## BEGIN Data supplied

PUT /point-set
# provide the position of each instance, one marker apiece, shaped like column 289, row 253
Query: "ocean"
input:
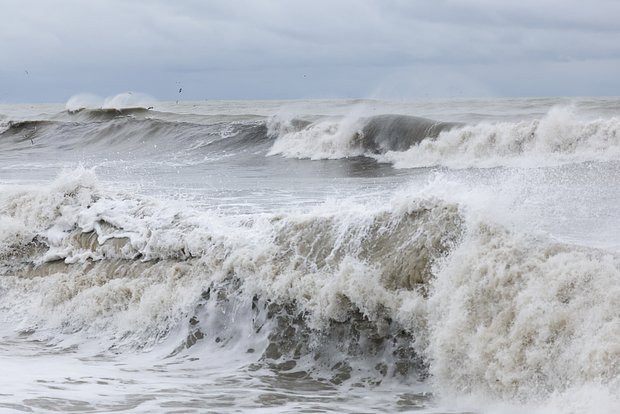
column 348, row 256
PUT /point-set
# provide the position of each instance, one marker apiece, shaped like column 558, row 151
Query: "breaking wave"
column 409, row 142
column 411, row 289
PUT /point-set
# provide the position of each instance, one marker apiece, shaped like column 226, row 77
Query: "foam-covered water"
column 349, row 256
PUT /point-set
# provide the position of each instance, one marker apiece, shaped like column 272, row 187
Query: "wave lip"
column 346, row 137
column 122, row 101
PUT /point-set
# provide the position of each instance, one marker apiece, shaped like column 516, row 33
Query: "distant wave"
column 342, row 138
column 411, row 142
column 95, row 130
column 121, row 101
column 100, row 114
column 404, row 141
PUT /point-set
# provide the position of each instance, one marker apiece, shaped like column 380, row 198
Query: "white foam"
column 121, row 101
column 558, row 138
column 515, row 317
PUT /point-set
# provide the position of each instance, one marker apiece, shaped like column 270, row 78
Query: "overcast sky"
column 274, row 49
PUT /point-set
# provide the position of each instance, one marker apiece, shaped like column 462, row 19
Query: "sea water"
column 310, row 256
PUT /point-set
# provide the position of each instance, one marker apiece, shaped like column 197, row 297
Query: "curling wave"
column 413, row 289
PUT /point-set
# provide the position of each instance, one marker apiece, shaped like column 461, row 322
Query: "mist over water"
column 349, row 256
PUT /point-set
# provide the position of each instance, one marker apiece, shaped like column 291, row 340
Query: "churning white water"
column 311, row 256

## END Data supplied

[Directive]: Locate every line in the records above that contains the string "foam", and copy each such line in full.

[Result for this exercise]:
Query: "foam-covered water"
Query: "white foam"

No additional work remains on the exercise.